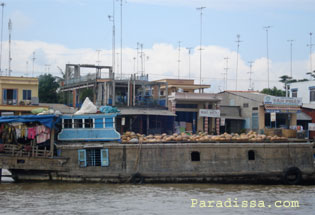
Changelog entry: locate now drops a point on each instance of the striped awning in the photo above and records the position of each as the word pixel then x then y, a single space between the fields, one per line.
pixel 282 109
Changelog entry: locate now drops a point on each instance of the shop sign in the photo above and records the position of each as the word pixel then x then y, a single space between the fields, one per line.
pixel 209 113
pixel 311 126
pixel 222 122
pixel 273 117
pixel 273 100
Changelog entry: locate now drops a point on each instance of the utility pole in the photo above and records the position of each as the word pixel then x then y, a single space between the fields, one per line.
pixel 311 46
pixel 98 57
pixel 178 59
pixel 33 59
pixel 226 71
pixel 189 52
pixel 238 41
pixel 291 41
pixel 200 9
pixel 10 58
pixel 2 5
pixel 121 17
pixel 267 44
pixel 250 75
________
**Directions for this task**
Rewrite all of the data above with "photo above" swapped for "image above" everywhere it occurs, keeping everything else unchanged. Leave the pictures out.

**Result for this exercise**
Changelog entry: locate now drops a point on each instance of the striped awning in the image above and records the position of each as the word pixel then x then y, a single space between the fields, one per line.
pixel 282 109
Changelog entry: locate now drops a point on each instance of the shop sign in the image above and records the position of each as the word pixel then x then y, a single space between the fields, one per line.
pixel 209 113
pixel 311 126
pixel 222 122
pixel 273 117
pixel 273 100
Changelog entry: locate now drops a point on each instance of the utility pole in the image above and records the position of each as the word pixel then x then y, a single space between the fields, one per line.
pixel 311 46
pixel 98 57
pixel 178 59
pixel 33 59
pixel 226 71
pixel 189 52
pixel 238 41
pixel 291 41
pixel 200 9
pixel 10 58
pixel 2 5
pixel 121 17
pixel 267 44
pixel 250 75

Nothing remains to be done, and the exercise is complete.